*What the exercise asks:* With the pictures omitted, print exactly the lines below, from the one containing "Highlight building facade." through the one containing "Highlight low stone wall.", and nothing else.

========================================================================

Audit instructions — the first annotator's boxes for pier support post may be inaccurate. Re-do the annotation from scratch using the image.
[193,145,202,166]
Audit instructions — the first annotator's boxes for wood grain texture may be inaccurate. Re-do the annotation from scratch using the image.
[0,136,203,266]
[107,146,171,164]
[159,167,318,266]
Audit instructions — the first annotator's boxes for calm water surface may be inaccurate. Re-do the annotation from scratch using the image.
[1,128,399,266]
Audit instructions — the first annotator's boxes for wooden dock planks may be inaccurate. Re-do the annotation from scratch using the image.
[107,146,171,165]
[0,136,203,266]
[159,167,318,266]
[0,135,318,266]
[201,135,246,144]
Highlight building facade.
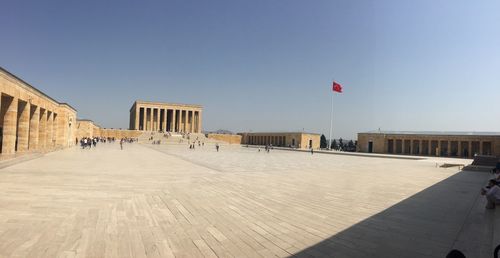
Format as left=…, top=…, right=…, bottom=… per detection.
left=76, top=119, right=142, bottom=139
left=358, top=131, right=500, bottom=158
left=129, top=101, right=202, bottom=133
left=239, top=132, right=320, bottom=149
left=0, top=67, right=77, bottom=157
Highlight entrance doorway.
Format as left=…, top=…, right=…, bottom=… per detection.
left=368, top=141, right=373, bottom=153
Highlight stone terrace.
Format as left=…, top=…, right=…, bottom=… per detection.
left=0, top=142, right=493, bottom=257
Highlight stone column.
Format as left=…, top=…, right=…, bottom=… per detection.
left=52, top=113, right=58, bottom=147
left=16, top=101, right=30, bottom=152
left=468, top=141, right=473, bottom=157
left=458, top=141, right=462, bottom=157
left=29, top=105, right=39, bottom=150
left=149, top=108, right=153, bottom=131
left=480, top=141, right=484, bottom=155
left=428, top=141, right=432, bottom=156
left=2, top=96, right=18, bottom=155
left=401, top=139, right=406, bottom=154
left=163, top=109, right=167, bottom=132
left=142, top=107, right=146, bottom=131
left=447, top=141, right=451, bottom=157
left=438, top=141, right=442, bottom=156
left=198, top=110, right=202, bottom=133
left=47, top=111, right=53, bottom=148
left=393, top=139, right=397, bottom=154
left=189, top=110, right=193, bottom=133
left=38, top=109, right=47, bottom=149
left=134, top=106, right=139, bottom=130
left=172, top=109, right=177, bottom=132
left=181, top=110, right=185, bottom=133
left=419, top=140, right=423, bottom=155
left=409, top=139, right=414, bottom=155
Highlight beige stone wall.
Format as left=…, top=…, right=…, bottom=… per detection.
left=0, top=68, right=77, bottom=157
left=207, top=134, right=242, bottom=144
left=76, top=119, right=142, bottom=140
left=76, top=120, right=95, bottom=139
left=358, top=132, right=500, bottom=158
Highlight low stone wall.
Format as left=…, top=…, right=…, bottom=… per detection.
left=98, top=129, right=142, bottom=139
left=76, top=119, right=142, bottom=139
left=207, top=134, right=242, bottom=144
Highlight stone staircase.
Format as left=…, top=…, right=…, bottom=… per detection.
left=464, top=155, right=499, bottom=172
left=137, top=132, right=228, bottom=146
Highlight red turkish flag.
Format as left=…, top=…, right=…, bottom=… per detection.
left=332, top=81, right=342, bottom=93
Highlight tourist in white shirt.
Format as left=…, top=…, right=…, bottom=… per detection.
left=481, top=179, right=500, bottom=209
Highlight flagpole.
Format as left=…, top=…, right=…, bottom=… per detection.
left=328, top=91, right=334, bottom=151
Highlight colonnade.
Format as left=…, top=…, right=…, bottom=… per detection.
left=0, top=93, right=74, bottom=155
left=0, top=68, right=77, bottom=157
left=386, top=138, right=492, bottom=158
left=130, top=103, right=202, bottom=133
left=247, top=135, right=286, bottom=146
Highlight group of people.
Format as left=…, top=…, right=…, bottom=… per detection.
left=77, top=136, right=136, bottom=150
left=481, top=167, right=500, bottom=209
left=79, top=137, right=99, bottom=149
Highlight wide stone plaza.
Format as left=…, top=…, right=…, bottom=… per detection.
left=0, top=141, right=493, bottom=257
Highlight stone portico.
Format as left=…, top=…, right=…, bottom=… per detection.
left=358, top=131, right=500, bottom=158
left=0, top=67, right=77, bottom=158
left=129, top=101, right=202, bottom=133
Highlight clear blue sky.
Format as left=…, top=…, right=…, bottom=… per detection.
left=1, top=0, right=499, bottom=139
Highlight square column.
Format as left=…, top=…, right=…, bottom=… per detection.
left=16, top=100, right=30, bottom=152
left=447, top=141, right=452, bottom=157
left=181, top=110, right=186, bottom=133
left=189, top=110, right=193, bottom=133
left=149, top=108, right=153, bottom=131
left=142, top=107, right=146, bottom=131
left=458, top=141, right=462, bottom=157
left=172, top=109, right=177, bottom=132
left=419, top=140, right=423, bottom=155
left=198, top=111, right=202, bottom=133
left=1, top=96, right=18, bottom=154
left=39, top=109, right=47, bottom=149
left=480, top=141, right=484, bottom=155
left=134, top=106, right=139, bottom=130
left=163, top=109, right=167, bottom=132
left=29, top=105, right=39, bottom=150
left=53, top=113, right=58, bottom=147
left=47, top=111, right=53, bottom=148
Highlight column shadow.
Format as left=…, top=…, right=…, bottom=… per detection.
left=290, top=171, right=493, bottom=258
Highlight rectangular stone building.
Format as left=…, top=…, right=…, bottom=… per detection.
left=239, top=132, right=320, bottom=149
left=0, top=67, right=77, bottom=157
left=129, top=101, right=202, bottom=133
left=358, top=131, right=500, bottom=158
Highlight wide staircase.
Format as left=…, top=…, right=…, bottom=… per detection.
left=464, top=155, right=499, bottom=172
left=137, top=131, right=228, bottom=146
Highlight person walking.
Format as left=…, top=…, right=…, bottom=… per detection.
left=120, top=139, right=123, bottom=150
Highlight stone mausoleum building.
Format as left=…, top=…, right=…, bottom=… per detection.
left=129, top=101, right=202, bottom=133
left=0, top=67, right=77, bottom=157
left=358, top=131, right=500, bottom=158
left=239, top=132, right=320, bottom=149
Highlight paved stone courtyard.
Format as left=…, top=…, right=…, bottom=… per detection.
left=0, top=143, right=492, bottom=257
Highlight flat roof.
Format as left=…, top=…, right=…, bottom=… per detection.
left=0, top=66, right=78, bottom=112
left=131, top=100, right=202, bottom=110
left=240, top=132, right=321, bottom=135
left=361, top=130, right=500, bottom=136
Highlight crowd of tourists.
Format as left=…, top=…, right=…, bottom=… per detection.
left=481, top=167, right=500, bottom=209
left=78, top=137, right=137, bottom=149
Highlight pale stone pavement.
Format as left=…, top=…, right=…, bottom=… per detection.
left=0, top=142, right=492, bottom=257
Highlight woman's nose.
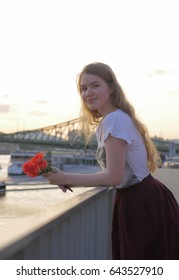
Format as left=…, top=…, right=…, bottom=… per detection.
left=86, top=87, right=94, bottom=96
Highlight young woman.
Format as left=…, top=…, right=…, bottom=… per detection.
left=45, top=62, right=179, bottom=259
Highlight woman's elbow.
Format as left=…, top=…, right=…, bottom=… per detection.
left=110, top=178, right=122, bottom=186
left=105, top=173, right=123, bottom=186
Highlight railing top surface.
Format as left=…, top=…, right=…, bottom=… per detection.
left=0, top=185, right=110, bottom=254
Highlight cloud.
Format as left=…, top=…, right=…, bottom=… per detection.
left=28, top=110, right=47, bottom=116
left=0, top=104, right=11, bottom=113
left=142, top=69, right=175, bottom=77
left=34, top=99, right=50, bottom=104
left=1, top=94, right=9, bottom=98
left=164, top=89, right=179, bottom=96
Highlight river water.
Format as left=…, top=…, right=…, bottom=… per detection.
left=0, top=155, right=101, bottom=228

========================================================================

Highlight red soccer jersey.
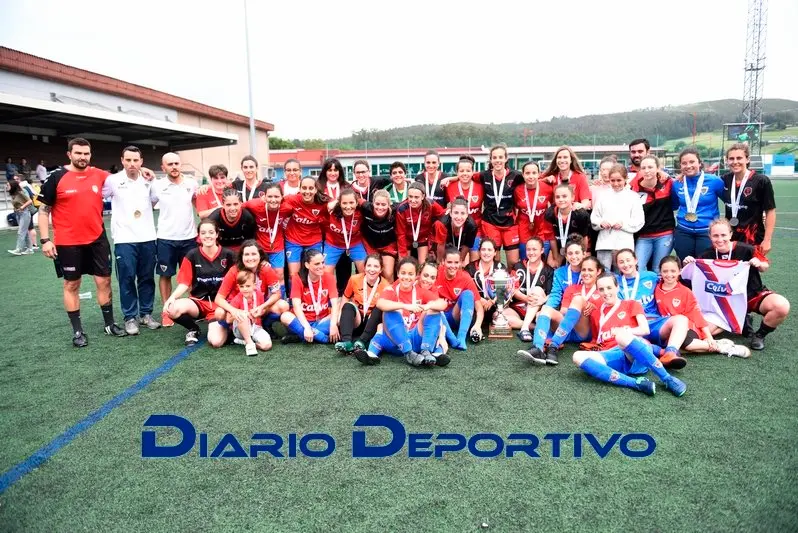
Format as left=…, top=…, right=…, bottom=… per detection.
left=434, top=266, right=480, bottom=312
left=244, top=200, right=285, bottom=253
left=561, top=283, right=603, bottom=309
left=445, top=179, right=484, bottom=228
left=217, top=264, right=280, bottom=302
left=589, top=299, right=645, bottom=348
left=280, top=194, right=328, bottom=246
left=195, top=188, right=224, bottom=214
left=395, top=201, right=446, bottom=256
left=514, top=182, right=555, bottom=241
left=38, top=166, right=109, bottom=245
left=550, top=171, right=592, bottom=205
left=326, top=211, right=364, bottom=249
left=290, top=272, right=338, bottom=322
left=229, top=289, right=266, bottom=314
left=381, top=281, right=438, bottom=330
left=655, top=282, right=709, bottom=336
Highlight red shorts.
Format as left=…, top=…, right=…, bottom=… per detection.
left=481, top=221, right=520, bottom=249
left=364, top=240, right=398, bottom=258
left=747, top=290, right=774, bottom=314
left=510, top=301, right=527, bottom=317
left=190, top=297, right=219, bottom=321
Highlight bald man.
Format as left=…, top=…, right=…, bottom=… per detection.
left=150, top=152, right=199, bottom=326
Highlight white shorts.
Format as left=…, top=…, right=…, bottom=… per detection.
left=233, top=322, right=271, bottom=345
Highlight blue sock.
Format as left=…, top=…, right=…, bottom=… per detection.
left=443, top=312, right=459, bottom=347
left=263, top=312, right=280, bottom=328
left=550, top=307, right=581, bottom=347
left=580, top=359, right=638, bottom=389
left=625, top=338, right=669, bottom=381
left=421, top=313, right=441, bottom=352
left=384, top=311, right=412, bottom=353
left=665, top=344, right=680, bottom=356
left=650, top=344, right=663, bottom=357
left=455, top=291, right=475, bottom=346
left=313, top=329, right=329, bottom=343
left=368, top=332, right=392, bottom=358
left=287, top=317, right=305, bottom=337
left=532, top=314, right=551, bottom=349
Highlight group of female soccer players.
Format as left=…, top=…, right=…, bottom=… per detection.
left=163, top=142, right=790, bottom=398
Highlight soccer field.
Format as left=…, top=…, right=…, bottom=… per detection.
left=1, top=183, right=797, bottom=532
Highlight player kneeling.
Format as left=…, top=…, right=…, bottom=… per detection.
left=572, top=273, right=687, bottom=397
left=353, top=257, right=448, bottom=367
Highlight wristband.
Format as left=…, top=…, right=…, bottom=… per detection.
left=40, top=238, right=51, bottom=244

========================================================================

*Answer section:*
Highlight building facade.
Format as left=…, top=…, right=…, bottom=… per detection.
left=76, top=119, right=142, bottom=139
left=358, top=131, right=500, bottom=158
left=129, top=101, right=202, bottom=133
left=239, top=132, right=320, bottom=149
left=0, top=67, right=77, bottom=157
Highlight entrance doorway.
Format as left=…, top=…, right=…, bottom=… per detection.
left=368, top=141, right=373, bottom=153
Highlight stone terrace.
Format as left=…, top=…, right=…, bottom=… per detection.
left=0, top=142, right=493, bottom=257
Highlight stone column.
Format as left=…, top=…, right=…, bottom=… per detection.
left=52, top=113, right=58, bottom=147
left=16, top=101, right=30, bottom=152
left=468, top=141, right=473, bottom=157
left=458, top=141, right=462, bottom=157
left=29, top=105, right=39, bottom=150
left=149, top=108, right=153, bottom=131
left=480, top=141, right=484, bottom=155
left=428, top=141, right=432, bottom=156
left=2, top=96, right=18, bottom=155
left=401, top=139, right=406, bottom=154
left=163, top=109, right=167, bottom=132
left=142, top=107, right=146, bottom=131
left=447, top=141, right=451, bottom=157
left=438, top=141, right=442, bottom=156
left=198, top=110, right=202, bottom=133
left=47, top=111, right=53, bottom=148
left=393, top=139, right=397, bottom=154
left=189, top=110, right=193, bottom=133
left=38, top=109, right=47, bottom=149
left=134, top=106, right=139, bottom=130
left=172, top=109, right=177, bottom=132
left=181, top=110, right=185, bottom=133
left=419, top=140, right=423, bottom=155
left=409, top=139, right=414, bottom=155
Highlight beige stone wall.
Format as left=…, top=…, right=…, bottom=… per detection.
left=0, top=68, right=77, bottom=157
left=207, top=134, right=242, bottom=144
left=76, top=119, right=142, bottom=140
left=76, top=120, right=95, bottom=139
left=358, top=132, right=500, bottom=158
Highlight low stone wall.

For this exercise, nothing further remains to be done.